- [Written task] Copy out the lines starting with the one that contains "Please, can you tell me where the orange stripe" and going on through the one that contains "228, 300, 275, 315", both included, and set them down word for word.

- [Data rows]

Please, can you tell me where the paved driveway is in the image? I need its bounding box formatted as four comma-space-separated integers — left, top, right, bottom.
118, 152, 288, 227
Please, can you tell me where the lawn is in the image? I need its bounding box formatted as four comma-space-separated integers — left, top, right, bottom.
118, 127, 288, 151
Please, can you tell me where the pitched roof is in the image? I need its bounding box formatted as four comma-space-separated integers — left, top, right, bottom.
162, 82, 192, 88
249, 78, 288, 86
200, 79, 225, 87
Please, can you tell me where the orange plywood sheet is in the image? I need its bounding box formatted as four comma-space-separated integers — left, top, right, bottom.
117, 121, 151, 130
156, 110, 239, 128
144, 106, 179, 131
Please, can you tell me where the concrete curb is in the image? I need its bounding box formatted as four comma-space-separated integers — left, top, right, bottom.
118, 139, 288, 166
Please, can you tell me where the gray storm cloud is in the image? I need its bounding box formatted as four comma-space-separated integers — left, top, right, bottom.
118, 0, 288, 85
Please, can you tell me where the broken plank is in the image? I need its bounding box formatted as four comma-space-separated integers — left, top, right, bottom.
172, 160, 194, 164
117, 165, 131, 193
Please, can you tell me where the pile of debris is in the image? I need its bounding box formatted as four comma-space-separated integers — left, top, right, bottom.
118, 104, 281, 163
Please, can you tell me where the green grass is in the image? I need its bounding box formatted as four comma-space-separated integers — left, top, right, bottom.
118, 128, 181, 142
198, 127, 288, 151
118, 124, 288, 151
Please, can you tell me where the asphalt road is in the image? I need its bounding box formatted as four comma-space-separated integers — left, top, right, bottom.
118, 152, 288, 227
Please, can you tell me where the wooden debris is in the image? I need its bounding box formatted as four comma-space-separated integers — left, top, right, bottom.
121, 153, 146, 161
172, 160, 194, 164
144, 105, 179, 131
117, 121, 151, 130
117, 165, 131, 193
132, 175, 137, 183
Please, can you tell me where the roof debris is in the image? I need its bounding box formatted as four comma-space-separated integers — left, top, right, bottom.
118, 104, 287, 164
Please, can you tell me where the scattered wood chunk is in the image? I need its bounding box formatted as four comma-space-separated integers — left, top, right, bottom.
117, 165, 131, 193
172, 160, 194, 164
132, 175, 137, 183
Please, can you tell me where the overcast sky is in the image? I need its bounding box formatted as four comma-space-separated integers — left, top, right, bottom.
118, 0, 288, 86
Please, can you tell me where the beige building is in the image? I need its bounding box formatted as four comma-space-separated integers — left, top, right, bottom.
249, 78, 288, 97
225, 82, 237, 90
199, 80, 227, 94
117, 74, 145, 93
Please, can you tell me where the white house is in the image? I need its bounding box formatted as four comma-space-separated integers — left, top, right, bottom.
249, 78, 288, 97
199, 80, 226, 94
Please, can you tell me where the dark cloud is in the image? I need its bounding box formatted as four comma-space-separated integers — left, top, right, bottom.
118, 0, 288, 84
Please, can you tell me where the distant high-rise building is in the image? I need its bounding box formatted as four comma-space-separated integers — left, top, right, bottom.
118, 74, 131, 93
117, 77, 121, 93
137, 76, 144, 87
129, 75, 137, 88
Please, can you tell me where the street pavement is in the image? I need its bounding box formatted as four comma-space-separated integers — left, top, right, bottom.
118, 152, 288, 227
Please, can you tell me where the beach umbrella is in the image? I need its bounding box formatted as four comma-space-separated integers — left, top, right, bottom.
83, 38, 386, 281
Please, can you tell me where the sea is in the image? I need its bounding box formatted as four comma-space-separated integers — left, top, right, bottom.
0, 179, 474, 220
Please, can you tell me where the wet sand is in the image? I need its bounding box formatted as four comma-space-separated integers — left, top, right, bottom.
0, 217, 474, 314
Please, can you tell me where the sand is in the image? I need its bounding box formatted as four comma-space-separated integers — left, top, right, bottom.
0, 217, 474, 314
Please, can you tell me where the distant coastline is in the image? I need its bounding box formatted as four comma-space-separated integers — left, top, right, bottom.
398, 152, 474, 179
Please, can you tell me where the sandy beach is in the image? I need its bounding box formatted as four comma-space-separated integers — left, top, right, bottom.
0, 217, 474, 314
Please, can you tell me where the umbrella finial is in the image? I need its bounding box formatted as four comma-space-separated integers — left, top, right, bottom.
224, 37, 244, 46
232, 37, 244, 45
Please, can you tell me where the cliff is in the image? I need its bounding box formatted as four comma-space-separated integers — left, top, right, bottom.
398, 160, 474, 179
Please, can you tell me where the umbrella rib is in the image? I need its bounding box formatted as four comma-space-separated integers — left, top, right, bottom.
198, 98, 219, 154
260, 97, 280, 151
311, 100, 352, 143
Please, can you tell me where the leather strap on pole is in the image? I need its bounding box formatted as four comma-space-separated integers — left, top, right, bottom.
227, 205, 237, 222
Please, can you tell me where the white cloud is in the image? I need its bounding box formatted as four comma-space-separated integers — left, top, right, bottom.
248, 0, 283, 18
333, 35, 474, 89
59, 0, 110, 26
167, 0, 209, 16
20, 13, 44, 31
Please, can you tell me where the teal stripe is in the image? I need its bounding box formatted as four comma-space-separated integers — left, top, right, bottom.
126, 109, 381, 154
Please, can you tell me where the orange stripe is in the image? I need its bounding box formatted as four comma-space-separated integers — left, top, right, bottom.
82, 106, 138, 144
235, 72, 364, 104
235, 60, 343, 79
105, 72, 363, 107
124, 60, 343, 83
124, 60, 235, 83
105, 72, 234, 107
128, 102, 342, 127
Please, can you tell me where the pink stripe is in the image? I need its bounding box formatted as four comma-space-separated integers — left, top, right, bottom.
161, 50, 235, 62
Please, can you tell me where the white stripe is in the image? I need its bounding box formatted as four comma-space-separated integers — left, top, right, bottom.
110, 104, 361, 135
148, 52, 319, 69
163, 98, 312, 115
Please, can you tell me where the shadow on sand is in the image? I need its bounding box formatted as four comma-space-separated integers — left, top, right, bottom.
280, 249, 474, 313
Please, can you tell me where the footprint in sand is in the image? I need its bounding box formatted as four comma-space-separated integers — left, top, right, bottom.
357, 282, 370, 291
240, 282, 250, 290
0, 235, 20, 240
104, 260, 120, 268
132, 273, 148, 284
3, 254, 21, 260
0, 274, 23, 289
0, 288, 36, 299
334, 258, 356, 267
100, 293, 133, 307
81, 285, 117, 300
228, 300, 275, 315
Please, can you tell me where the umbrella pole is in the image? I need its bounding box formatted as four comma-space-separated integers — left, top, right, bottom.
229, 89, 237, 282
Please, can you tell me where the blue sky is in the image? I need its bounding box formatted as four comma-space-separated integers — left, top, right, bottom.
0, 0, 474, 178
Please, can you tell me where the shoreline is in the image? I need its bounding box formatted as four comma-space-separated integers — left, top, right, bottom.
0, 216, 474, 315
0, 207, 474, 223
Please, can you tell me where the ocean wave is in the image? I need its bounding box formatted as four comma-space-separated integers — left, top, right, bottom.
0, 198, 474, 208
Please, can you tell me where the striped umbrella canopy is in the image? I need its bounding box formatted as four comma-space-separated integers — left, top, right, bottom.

- [Task output]
Please, can you tell me where the orange stripe is in the image? I need its bounding box formatted as four comma-space-separated integers — left, top, right, bottom.
82, 106, 138, 144
235, 72, 364, 104
235, 60, 343, 79
105, 72, 363, 107
124, 60, 343, 83
124, 60, 235, 83
105, 72, 234, 107
128, 102, 342, 127
Please, can you tell me where the pink stripe is in the image? I need its bounding box formatted as four comma-space-separated integers — left, top, right, bottom.
161, 50, 235, 62
Please, can you tell me where the white stripe is in the image? I need its bounding box formatted as four comma-space-separated integers — left, top, right, bottom.
110, 104, 361, 135
148, 52, 319, 69
163, 98, 312, 115
Please, can you tell me where the shadow on sand is in the image? I need its bounding box formatted as four comma-space-separated integers — left, top, right, bottom.
280, 249, 474, 313
Please, can you tell me where the footprint in sand is in the image? I need its bounding box formatted as four comma-space-separated integers — left, top, right, bottom.
357, 282, 370, 291
240, 282, 250, 290
0, 235, 20, 240
104, 260, 120, 268
132, 273, 148, 284
3, 254, 21, 260
0, 274, 23, 289
0, 288, 36, 299
334, 258, 356, 267
100, 293, 133, 307
81, 285, 117, 300
228, 300, 275, 315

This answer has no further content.